Geometric Flow Models over Neural Network Weights
This work addresses the need for efficient weight-space generative models for applications like Bayesian deep learning and transfer learning, though it is incremental in building on existing flow matching and graph neural network methods.
The paper tackled the problem of generative modeling of neural network weights by designing flow models that respect symmetries like permutations and scaling, resulting in competitive performance with orders of magnitude fewer parameters and showing improved generalization across tasks and architectures.
Deep generative models such as flow and diffusion models have proven to be effective in modeling high-dimensional and complex data types such as videos or proteins, and this has motivated their use in different data modalities, such as neural network weights. A generative model of neural network weights would be useful for a diverse set of applications, such as Bayesian deep learning, learned optimization, and transfer learning. However, the existing work on weight-space generative models often ignores the symmetries of neural network weights, or only takes into account a subset of them. Modeling those symmetries, such as permutation symmetries between subsequent layers in an MLP, the filters in a convolutional network, or scaling symmetries arising with the use of non-linear activations, holds the potential to make weight-space generative modeling more efficient by effectively reducing the dimensionality of the problem. In this light, we aim to design generative models in weight-space that more comprehensively respect the symmetries of neural network weights. We build on recent work on generative modeling with flow matching, and weight-space graph neural networks to design three different weight-space flows. Each of our flows takes a different approach to modeling the geometry of neural network weights, and thus allows us to explore the design space of weight-space flows in a principled way. Our results confirm that modeling the geometry of neural networks more faithfully leads to more effective flow models that can generalize to different tasks and architectures, and we show that while our flows obtain competitive performance with orders of magnitude fewer parameters than previous work, they can be further improved by scaling them up. We conclude by listing potential directions for future work on weight-space generative models.

**Work instructions:**
(a) Do these statements agree with the passage on geometric flow models? Answer yes or no for each, and quote the deciding words from the passage. (i) The flows reach competitive performance while using far fewer parameters than previous work. (ii) Existing weight-space generative models account for all the symmetries of neural network weights. (iii) The authors design three different weight-space flows.
(b) Transcribe the passage on geometric flow models word for word, beginning at the words "Geometric Flow Models" and ending after the words "tasks and architectures.".
Rely only on the passage on geometric flow models for what comes next.

**Material shown:**
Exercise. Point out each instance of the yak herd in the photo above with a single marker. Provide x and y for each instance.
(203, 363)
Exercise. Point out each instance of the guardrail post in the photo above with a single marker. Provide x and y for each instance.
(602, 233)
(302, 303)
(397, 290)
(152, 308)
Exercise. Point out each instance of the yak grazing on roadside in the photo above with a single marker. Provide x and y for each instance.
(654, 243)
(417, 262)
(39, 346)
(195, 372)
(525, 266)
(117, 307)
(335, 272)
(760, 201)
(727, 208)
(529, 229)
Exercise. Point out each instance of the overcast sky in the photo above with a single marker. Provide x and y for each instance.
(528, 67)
--
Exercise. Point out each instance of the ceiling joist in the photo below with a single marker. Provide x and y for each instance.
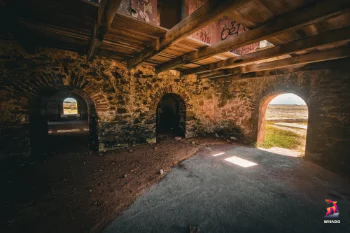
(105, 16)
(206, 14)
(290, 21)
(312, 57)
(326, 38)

**Responses in order:**
(a)
(i) Yes: "our flows obtain competitive performance with orders of magnitude fewer parameters than previous work"
(ii) No: "the existing work on weight-space generative models often ignores the symmetries of neural network weights, or only takes into account a subset of them"
(iii) Yes: "to design three different weight-space flows"

(b)
Geometric Flow Models over Neural Network Weights
This work addresses the need for efficient weight-space generative models for applications like Bayesian deep learning and transfer learning, though it is incremental in building on existing flow matching and graph neural network methods.
The paper tackled the problem of generative modeling of neural network weights by designing flow models that respect symmetries like permutations and scaling, resulting in competitive performance with orders of magnitude fewer parameters and showing improved generalization across tasks and architectures.